__DOCUMENT SEGMENT__:
·····

Regular readers know I’m no fan of the new light bulbs the bureaucrats want us to use. I love the soft light of incandescent bulbs, and they don’t come with scary warnings on what to do in the event one breaks. But if that’s not enough to convince you to stock up, perhaps the fact that some of the new bulbs they want us to use cost a whopping 50 bucks apiece! Yes, that’s $50.00! Per light bulb! Of course, they aren’t going to hit the market until the old incandescents are banned.
Two leading makers of lighting products are showcasing LED bulbs that are bright enough to replace energy-guzzling 100-watt light bulbs set to disappear from stores in January.
Their demonstrations at the LightFair trade show in Philadelphia this week mean that brighter LED bulbs will likely go on sale next year, but after a government ban takes effect.
The new bulbs will also be expensive — about $50 each — so the development may not prevent consumers from hoarding traditional bulbs.
The technology in traditional “incandescent” bulbs is more than a century old. Such bulbs waste most of the electricity that feeds them, turning it into heat. The 100-watt bulb, in particular, produces so much heat that it’s used in Hasbro’s Easy-Bake Oven.

·····

__Natural language region descriptions__:

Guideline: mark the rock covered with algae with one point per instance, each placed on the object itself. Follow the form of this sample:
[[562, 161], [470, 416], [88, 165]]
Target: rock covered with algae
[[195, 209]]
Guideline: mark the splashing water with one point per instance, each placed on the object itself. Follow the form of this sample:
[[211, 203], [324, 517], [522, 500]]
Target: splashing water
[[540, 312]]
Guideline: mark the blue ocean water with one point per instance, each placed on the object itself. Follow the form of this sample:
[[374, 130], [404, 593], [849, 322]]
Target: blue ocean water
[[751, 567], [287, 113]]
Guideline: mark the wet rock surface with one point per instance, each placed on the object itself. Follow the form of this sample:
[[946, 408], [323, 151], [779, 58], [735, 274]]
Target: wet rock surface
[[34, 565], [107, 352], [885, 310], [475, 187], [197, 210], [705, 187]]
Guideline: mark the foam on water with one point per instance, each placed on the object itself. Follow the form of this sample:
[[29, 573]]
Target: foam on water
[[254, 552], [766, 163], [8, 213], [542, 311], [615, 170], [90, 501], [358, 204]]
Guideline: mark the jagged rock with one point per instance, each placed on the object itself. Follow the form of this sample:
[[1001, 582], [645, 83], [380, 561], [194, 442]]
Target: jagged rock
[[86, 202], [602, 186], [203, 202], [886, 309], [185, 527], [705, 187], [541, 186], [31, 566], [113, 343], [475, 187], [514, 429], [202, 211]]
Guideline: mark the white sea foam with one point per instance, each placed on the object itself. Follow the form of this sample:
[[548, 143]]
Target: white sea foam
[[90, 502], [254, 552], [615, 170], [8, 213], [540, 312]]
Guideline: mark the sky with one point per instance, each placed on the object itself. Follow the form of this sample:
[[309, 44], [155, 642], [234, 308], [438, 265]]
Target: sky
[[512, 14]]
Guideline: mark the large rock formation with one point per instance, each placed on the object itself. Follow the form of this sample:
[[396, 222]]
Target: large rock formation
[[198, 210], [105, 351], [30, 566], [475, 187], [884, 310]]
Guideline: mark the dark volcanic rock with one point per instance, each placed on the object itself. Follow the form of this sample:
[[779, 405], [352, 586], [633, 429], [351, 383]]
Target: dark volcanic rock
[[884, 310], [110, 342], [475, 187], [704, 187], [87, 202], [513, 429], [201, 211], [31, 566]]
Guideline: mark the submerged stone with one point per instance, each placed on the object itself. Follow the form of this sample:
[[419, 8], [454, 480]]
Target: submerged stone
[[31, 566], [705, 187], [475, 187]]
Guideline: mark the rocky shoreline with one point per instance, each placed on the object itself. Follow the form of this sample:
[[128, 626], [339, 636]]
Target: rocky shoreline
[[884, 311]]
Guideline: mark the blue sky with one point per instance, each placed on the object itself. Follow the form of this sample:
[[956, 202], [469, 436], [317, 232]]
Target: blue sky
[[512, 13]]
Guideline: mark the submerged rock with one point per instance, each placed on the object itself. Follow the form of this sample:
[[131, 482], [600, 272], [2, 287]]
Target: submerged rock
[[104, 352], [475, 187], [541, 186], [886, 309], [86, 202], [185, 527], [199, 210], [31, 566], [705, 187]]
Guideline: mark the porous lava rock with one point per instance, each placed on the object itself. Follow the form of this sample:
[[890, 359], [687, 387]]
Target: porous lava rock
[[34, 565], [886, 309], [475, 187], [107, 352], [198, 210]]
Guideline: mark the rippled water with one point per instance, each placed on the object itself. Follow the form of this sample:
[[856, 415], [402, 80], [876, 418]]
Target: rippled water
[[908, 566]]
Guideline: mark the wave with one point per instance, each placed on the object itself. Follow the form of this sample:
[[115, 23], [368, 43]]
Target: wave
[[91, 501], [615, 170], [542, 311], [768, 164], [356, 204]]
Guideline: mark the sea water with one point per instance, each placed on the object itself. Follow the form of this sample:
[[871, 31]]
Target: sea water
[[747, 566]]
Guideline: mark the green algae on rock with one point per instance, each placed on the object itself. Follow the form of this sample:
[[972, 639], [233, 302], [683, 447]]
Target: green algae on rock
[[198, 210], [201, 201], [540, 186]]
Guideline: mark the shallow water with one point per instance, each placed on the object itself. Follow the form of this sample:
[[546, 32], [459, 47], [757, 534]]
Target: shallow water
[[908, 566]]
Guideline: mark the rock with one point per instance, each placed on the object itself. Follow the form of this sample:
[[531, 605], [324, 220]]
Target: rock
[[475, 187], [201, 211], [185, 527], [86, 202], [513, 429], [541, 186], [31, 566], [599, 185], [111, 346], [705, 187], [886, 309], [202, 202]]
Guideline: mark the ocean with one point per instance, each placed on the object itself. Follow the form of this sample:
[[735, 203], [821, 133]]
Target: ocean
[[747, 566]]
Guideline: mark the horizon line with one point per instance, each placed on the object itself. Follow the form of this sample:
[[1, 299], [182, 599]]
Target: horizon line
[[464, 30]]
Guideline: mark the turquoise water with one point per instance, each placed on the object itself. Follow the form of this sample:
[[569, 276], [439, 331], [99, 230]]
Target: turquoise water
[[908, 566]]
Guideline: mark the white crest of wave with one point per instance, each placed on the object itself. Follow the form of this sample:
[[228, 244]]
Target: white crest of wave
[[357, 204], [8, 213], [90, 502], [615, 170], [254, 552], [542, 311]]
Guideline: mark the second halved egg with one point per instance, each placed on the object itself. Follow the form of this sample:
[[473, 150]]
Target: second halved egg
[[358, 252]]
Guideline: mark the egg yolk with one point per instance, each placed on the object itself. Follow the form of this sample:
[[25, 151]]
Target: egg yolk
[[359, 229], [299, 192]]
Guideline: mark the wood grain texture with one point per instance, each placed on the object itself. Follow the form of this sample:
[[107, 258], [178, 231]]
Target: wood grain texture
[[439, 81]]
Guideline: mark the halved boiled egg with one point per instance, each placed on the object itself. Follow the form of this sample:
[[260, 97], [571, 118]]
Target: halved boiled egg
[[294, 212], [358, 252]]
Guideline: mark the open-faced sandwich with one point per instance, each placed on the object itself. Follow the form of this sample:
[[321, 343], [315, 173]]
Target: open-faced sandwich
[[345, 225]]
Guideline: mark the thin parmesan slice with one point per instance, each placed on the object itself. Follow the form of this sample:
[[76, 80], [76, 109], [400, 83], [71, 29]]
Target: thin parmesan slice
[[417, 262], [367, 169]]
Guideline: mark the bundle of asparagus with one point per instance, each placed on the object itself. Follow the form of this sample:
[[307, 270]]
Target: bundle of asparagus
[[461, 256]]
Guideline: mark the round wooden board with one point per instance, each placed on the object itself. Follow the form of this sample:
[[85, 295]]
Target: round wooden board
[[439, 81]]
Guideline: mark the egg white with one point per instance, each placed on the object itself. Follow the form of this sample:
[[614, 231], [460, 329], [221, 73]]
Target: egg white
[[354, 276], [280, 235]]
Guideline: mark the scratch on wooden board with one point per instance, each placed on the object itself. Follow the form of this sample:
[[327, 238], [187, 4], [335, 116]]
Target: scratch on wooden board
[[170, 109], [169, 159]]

·····

__EXERCISE A__: Translate this sentence from the light bulb passage into Spanish: "Such bulbs waste most of the electricity that feeds them, turning it into heat."
__EXERCISE B__: Retype everything in the light bulb passage from "Two leading makers" down to "stores in January.".
__EXERCISE C__: Continue the light bulb passage, starting after its last sentence.
The rows play no part in this work.

__ANSWER SECTION A__: Estas bombillas desperdician la mayor parte de la electricidad que las alimenta y la convierten en calor.

__ANSWER SECTION B__:
Two leading makers of lighting products are showcasing LED bulbs that are bright enough to replace energy-guzzling 100-watt light bulbs set to disappear from stores in January.

__ANSWER SECTION C__:
To encourage energy efficiency, Congress passed a law in 2007 mandating that bulbs producing 100 watts worth of light meet certain efficiency goals, starting in 2012. Conventional light bulbs don’t meet those goals, so the law will prohibit making or importing them. The same rule will start apply to remaining bulbs 40 watts and above in 2014. Since January, California has already banned stores from restocking 100-watt incandescent bulbs.
Creating good alternatives to the light bulb has been more difficult than expected, especially for the very bright 100-watt bulbs. Part of the problem is that these new bulbs have to fit into lamps and ceiling fixtures designed for older technology.
We have gas that costs $4 a gallon, food prices skyrocketing, and the cost of health insurance going up; yet the bureaucrats in Washington, DC have given us the choice of somewhat expensive bulbs that can send us to the hospital if they break, or bulbs that cost almost as much as a tank of gas apiece.
Note to self: Buy some more light bulbs!